THE PROBLEM ▸ The reply must consist of one number: how many lines of the data include the word "instance".

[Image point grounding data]
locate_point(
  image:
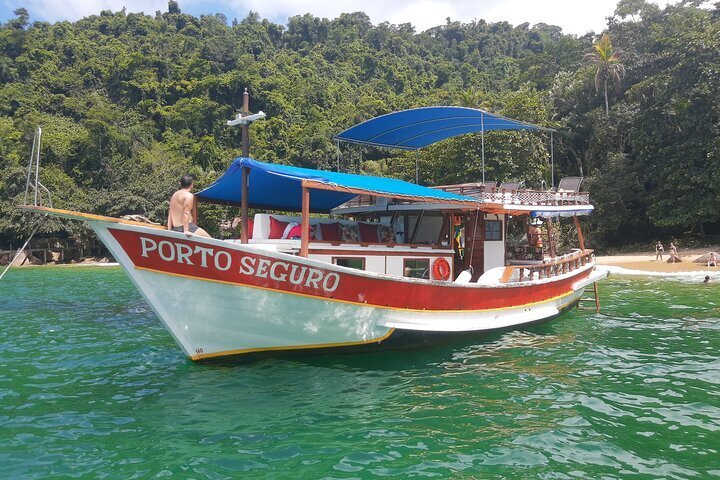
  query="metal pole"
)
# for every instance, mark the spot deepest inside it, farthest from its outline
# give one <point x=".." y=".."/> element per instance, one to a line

PROBLEM SOLUTION ▸ 2